=== DATA RECORDS ===
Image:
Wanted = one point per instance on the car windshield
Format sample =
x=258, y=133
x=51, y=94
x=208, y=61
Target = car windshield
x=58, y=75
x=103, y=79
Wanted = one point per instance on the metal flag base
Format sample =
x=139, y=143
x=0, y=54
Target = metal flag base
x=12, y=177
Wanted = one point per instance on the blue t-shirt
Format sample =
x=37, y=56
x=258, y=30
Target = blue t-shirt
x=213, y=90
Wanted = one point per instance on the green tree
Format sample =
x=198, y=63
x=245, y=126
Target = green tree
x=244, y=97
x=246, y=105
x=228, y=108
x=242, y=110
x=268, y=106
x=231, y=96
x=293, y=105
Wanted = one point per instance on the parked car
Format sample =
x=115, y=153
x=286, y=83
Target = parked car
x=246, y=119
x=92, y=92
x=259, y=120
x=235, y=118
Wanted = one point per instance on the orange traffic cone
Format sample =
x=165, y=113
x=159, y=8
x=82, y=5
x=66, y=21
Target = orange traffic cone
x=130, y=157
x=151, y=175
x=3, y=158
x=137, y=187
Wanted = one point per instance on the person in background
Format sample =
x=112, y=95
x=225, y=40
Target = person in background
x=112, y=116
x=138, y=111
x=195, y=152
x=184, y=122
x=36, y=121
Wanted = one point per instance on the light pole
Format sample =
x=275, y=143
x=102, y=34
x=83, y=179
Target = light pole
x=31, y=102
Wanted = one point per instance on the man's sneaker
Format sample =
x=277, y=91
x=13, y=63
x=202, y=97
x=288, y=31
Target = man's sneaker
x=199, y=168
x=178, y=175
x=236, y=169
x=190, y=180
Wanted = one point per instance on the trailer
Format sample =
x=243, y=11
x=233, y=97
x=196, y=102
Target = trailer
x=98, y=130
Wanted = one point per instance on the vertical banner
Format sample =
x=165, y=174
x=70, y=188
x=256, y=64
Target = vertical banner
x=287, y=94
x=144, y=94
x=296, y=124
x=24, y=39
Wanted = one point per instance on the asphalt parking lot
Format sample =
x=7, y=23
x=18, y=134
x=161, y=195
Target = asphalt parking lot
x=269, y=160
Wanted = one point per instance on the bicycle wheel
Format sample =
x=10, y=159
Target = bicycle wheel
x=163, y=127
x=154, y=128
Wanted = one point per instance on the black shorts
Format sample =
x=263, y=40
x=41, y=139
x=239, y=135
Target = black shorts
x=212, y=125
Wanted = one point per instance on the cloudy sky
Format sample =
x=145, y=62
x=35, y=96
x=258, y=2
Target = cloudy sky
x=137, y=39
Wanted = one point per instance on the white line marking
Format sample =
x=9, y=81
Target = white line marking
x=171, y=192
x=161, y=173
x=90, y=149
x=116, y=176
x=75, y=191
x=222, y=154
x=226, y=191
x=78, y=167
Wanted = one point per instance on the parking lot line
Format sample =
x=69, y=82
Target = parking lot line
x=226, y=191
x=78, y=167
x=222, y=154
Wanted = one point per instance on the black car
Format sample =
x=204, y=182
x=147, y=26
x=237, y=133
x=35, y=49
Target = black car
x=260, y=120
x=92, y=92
===
▸ **AIM OF THE EXERCISE**:
Set down, unchanged, only those lines above that fall between the line with "x=198, y=63" and the line with "x=288, y=31", the two end lines included.

▸ **COMPLETED EXERCISE**:
x=198, y=63
x=245, y=126
Target = green tree
x=244, y=97
x=246, y=105
x=228, y=108
x=242, y=110
x=268, y=106
x=231, y=96
x=293, y=105
Wanted = one point per instance on the parked car
Format sample =
x=115, y=153
x=286, y=83
Target = parked car
x=246, y=119
x=92, y=92
x=259, y=120
x=235, y=118
Wanted = one point per instance on the orange traffic cone
Format sample =
x=165, y=113
x=159, y=8
x=82, y=5
x=66, y=21
Target = orange traffic cone
x=130, y=157
x=151, y=175
x=3, y=158
x=137, y=187
Wanted = one point per instance on the person in background
Format sample =
x=112, y=95
x=225, y=40
Target = person in background
x=112, y=116
x=138, y=111
x=195, y=152
x=184, y=122
x=36, y=121
Wanted = one point per instance on the light pole
Format sample =
x=275, y=143
x=102, y=34
x=83, y=179
Target = light pole
x=31, y=102
Wanted = one point per instance on the man's sneaker
Format sample =
x=277, y=91
x=13, y=63
x=202, y=97
x=288, y=31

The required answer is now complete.